Supplied text >>

Rethinking Work in the Age of AI and Fewer Graduate Hires
AI is replacing entry-level work, pushing companies to hire experienced staff and rethink how they train new talent. Graduates face tougher job markets and must adapt through continuous learning and AI skills.

AI Is Reshaping Entry-Level Work
For decades, a tacit agreement governed the job market for new college graduates: entry-level hires would do the grunt work in exchange for mentorship and a foothold on the career ladder. Today, that covenant is rapidly eroding. Advances in artificial intelligence are automating many junior-level tasks, from drafting basic marketing copy to processing data, eliminating the need for as many fresh graduates. The result is a steep decline in traditional entry-level opportunities, forcing a fundamental rethinking of how we start and build careers in the AI age.
At a Chicago recruiting firm, clients that once eagerly requested new graduates for junior roles have all but stopped – those routine tasks are now seen as a "home run" for AI tools. A consulting company's CEO decided not to hire a summer intern for the first time, choosing to run the firm's social media updates through ChatGPT instead. Why pay an inexperienced 22-year-old to compile spreadsheets or draft reports when a bot can perform the same work in seconds?
Companies Prioritize Experience Over Potential
The numbers are striking: since 2020, fewer graduates are finding jobs that require a college degree. The Burning Glass Institute found that this decline spans across majors – from computer science to visual arts. In tech, recent graduates made up just 7% of new hires in 2024, down from about 11% in 2022. Entry-level hiring has fallen by roughly 50% compared to pre-pandemic levels.
What's replacing those junior hires? Experienced candidates, even for roles that used to be entry-level. "This is a tectonic shift in the way employers are hiring," explains Matt Sigelman of Burning Glass Institute. Rather than invest time and money in training fresh graduates, businesses facing tight budgets prefer workers who can "deliver on day one." The result is a Catch-22 for young people: you need experience to get the job, but you need the job to get experience.

Record extracts >>
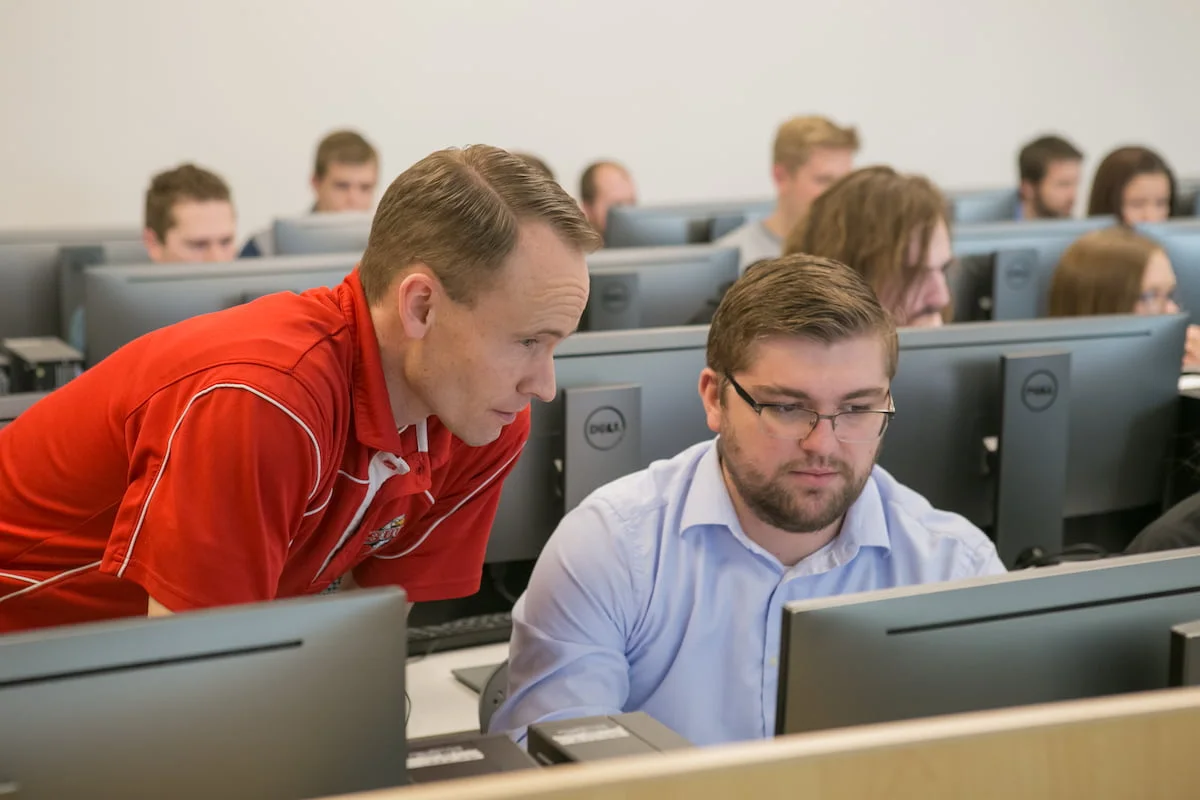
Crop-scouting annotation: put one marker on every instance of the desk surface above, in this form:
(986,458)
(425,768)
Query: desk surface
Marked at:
(441,704)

Actions to take >>
(1) Summarize the article on AI and entry-level work in two sentences.
(2) According to the article on AI and entry-level work, why are businesses choosing experienced candidates over fresh graduates? Answer in one or two sentences.

Your written answers >>
(1) Advances in artificial intelligence are automating many junior-level tasks, eroding the longstanding arrangement in which new graduates did routine work in exchange for mentorship and a start on the career ladder. As a result, entry-level hiring has fallen by roughly 50% compared to pre-pandemic levels, and employers increasingly hire experienced candidates even for roles that used to be entry-level, leaving young people in a Catch-22.

(2) Businesses facing tight budgets would rather not invest time and money in training fresh graduates. They prefer workers who can "deliver on day one."